> Document excerpt:
Can measuring the brain’s ability to protect cell-to-cell communication help assess one’s risk for brain disease?
Georgette Argiris, Ph.D.
The Trustees of Columbia University in the City of New York
New York, NY - United States
Nerve cells in different brain regions communicate with each other via nerve cell networks (circuits) that connect the regions. These networks, which help control memory and other cognitive functions, have a complex structure that includes hub-like points called “nodes,” which connect smaller areas within the brain. According to many studies, brain changes in early Alzheimer’s may be associated with impaired network communication and subsequent disease-related brain changes.
Researchers have also found that in certain individuals, brain cell networks resist Alzheimer’s-related damage and maintain cell-to-cell communication. Such networks are said to have “resilience,” and they may help lower one’s risk for memory loss and dementia. More research, however, is needed to better understand how brain network resilience protects brain health.
Dr. Georgette Argiris and colleagues will analyze brain scan, cognitive health, and genetic data from older individuals in three studies of aging: Reference Ability Neural Network/Cognitive Reserve (RANN/CR), Alzheimer’s and Families (ALFA) and the Alzheimer’s Disease Neuroimaging Initiative (ADNI). The RANN/CR and ALFA individuals will have had no cognitive impairment, no abnormal clumping of beta-amyloid (a protein fragment that forms hallmark plaques in Alzheimer’s) and strongly resilient brain networks when entering the studies.
The researchers will use a sophisticated computer technology to conduct virtual “attacks” on the brain scan data. Results from the experiment will help investigators develop a way of measuring brain network resilience.
Next, Dr. Argiris and team will use their newly-developed measurement technique to study how levels of brain resilience can predict an individual’s risk of developing mild cognitive impairment (or MCI, a condition of subtle memory loss that may precede dementia). For this, the investigators will analyze data from individuals in the ADNI study who entered the study with no cognitive impairment, but about 30 percent of them will have developed MCI over time. Dr. Argiris’ team will examine how changes in brain resilience over time may be linked to cognitive decline in these individuals.
The results of this project could shed new light on the role of brain network resilience in dementia risk. They could also lead to novel methods for diagnosing brain disease at an early stage, when disease treatments can be most effective.

> Work item A:
Please quote the brain network resilience summary starting at "Next, Dr. Argiris" and ending at "be most effective.".
> Work item B:
In the brain network resilience summary, roughly what share of the ADNI individuals will have developed MCI over time?

[Saved entries]
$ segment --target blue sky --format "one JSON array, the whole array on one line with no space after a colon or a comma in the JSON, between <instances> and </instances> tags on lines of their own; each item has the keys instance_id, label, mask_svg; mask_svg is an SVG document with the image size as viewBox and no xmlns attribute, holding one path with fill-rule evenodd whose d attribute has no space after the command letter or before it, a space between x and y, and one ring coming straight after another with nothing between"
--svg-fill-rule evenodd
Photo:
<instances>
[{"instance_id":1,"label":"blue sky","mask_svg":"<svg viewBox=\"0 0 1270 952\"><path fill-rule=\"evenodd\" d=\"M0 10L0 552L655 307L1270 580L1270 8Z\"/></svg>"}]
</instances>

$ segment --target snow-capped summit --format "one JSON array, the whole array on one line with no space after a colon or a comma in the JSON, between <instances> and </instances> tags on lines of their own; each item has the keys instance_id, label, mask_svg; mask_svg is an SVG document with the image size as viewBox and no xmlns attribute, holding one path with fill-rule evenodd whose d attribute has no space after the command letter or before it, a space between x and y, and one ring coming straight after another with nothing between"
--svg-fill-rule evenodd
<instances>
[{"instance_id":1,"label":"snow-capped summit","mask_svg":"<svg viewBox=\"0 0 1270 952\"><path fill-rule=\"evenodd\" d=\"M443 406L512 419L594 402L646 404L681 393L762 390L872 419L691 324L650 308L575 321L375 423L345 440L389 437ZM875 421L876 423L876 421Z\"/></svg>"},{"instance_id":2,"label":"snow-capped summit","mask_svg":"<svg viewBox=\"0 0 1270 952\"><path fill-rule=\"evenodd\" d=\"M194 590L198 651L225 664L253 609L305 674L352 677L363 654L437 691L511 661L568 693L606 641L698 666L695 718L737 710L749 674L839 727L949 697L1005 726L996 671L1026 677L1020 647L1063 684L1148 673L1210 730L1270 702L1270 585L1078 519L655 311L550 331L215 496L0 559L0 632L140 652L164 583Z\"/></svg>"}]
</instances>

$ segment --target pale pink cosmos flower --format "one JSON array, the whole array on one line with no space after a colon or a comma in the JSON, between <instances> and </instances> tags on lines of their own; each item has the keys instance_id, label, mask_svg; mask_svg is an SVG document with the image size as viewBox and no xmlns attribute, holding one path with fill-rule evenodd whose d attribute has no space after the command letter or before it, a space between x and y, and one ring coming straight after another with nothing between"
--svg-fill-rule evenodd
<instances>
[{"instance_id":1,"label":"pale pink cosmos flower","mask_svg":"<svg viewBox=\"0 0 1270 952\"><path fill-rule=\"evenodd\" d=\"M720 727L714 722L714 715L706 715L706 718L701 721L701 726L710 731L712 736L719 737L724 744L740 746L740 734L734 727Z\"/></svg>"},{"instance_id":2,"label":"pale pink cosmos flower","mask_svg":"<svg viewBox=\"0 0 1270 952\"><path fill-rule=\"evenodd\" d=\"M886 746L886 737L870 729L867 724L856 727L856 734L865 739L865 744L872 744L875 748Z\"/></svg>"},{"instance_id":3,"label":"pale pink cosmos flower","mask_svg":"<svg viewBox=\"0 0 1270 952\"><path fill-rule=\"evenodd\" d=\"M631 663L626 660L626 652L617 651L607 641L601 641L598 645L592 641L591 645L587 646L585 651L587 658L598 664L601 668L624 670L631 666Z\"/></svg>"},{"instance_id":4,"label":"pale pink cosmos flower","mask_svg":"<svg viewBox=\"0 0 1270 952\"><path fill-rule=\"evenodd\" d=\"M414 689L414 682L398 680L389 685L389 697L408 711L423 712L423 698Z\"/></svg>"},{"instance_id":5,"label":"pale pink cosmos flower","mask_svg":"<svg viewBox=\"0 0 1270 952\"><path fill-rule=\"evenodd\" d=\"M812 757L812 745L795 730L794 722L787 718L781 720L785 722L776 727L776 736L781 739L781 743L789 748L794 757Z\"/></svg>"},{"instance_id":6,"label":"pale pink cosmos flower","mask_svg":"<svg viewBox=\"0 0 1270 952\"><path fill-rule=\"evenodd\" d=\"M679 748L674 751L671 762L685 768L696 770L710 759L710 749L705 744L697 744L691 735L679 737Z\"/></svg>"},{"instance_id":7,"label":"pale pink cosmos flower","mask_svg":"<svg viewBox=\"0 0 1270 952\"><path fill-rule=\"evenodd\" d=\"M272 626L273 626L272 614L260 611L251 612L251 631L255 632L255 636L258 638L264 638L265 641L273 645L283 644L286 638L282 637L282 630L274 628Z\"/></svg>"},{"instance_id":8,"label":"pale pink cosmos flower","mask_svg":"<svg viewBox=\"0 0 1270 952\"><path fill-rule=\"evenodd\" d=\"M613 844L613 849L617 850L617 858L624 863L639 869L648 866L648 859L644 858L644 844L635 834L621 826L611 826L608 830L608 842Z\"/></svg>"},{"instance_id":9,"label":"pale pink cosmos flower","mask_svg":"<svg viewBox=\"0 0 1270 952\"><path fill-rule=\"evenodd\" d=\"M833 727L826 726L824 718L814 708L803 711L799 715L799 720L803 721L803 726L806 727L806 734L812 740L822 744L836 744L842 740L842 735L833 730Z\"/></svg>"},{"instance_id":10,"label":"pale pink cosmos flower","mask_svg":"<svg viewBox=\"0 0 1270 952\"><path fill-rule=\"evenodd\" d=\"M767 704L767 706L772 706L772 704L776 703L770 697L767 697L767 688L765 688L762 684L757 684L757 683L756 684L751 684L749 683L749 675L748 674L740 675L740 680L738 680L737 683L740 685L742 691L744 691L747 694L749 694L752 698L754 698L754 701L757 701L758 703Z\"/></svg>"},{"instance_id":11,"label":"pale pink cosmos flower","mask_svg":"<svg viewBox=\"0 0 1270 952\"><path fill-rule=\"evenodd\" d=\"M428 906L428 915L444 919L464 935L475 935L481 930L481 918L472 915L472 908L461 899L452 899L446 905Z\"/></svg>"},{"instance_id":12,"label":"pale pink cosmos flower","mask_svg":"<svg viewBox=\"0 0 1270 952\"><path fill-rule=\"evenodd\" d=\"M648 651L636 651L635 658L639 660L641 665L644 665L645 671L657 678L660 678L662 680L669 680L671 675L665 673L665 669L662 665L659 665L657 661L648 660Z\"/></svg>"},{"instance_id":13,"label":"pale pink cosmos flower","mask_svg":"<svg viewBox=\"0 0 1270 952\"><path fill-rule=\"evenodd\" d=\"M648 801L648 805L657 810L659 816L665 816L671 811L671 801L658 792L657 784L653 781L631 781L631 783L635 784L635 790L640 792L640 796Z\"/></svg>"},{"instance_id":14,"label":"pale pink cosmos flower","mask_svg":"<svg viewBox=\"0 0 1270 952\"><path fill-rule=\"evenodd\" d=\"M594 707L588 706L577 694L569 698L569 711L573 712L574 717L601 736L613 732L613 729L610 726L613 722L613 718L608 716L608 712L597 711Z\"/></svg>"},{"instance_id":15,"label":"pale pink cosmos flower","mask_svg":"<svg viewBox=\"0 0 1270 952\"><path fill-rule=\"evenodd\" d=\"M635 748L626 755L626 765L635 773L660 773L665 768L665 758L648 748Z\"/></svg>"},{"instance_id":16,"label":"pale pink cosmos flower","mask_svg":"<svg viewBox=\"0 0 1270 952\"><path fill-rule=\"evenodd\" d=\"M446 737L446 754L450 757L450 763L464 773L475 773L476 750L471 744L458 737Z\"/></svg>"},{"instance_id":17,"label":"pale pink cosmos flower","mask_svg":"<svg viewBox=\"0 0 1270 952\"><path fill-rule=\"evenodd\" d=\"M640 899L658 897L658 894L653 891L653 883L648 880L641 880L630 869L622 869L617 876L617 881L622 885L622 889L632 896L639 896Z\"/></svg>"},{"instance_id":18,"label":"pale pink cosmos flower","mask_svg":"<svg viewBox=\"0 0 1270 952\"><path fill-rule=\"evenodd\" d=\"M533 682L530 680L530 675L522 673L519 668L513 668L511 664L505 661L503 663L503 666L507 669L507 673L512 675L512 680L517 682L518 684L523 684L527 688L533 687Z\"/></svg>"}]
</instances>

---

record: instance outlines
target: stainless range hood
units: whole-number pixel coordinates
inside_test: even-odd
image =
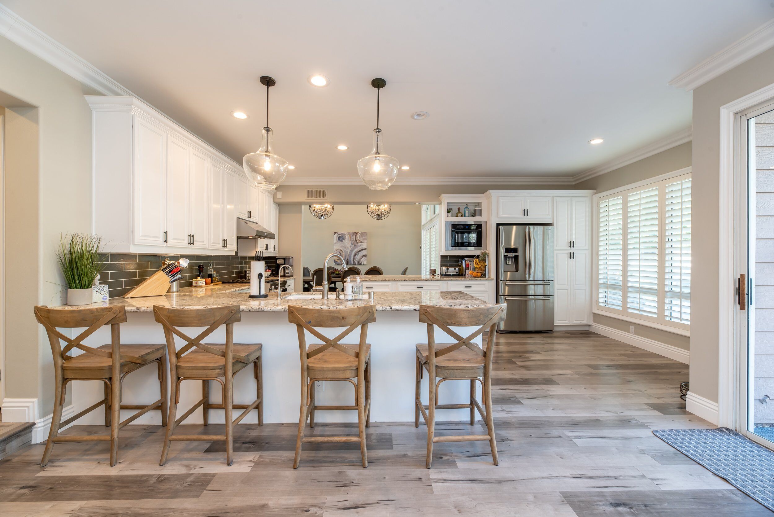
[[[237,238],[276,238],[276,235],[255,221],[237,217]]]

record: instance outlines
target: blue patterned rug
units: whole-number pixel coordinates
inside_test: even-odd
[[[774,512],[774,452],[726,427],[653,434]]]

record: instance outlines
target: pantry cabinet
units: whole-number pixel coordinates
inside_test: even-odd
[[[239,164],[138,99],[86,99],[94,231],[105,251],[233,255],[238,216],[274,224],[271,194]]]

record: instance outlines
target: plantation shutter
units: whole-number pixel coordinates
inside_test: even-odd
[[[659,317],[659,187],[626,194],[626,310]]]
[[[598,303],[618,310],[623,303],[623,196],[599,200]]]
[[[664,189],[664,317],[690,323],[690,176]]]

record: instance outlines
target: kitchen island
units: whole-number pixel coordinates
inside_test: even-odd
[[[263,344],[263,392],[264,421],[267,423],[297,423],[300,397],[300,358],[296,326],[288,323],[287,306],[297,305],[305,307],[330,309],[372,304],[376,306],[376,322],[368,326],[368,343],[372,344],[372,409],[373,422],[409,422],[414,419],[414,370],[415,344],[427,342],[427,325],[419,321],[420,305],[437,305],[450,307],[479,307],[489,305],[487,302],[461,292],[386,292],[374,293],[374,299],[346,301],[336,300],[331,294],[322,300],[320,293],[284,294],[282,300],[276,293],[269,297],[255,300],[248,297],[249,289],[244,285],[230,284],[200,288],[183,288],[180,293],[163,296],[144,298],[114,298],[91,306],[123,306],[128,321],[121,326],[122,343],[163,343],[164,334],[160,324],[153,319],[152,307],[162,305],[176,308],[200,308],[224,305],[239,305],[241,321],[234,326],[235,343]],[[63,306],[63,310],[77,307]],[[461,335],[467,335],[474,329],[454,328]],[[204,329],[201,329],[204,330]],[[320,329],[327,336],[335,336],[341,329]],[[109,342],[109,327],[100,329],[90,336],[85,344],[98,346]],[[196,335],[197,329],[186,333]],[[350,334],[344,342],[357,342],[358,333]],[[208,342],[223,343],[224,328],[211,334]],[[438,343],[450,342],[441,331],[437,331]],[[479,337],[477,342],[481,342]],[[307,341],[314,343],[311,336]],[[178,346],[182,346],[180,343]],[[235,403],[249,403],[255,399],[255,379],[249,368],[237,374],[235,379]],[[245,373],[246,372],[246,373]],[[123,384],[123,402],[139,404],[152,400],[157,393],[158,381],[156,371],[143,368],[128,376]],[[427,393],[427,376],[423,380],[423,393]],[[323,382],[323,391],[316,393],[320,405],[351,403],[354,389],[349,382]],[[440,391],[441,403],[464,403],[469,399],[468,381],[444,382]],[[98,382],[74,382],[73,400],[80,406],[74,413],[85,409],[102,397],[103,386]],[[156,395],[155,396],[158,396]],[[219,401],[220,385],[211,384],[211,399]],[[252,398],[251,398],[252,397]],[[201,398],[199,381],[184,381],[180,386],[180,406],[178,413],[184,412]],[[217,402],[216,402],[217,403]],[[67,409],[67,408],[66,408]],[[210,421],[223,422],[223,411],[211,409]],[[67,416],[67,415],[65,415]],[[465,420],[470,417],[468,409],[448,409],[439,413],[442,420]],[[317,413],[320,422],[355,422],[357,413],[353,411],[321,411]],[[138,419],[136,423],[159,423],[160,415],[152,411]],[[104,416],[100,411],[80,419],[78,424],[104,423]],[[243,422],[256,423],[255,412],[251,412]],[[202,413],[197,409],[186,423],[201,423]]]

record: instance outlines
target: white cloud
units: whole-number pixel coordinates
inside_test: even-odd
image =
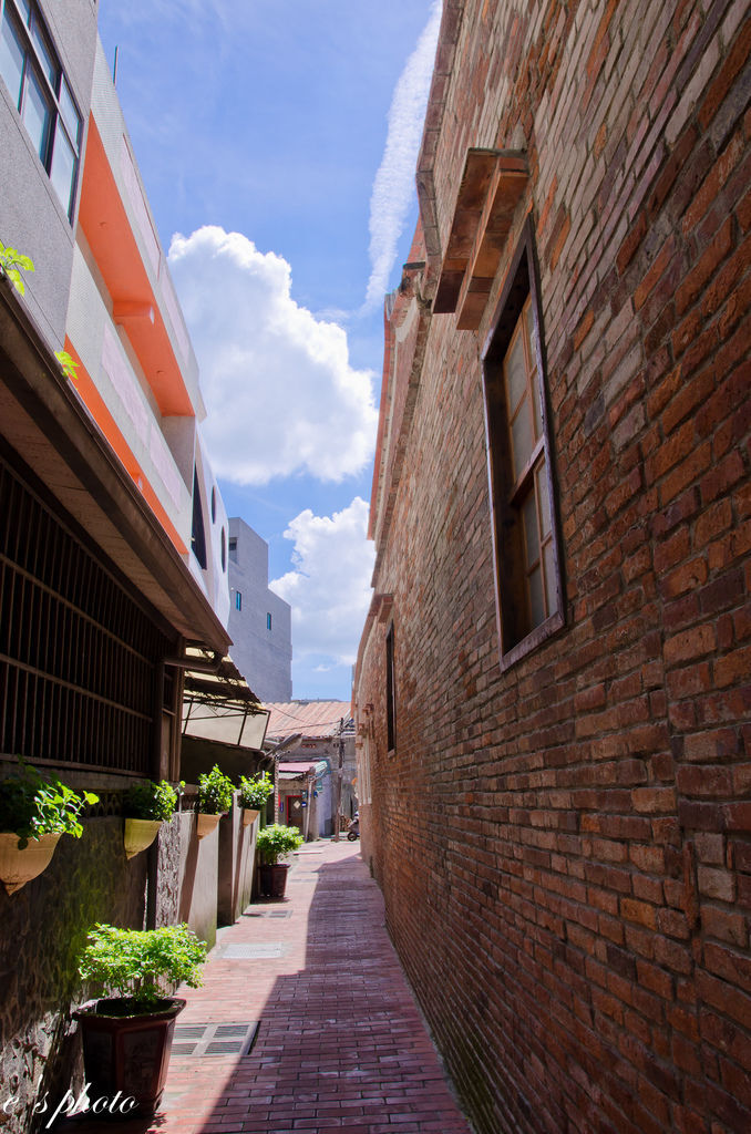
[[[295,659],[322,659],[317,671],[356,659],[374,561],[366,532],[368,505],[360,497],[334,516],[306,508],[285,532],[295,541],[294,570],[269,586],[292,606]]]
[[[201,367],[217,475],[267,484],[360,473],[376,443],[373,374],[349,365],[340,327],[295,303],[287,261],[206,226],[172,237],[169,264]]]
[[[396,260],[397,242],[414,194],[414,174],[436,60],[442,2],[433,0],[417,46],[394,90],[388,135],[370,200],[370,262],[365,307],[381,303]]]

> Exercise answer A:
Next, Dr. Argiris and team will use their newly-developed measurement technique to study how levels of brain resilience can predict an individual’s risk of developing mild cognitive impairment (or MCI, a condition of subtle memory loss that may precede dementia). For this, the investigators will analyze data from individuals in the ADNI study who entered the study with no cognitive impairment, but about 30 percent of them will have developed MCI over time. Dr. Argiris’ team will examine how changes in brain resilience over time may be linked to cognitive decline in these individuals.
The results of this project could shed new light on the role of brain network resilience in dementia risk. They could also lead to novel methods for diagnosing brain disease at an early stage, when disease treatments can be most effective.

> Exercise answer B:
About 30 percent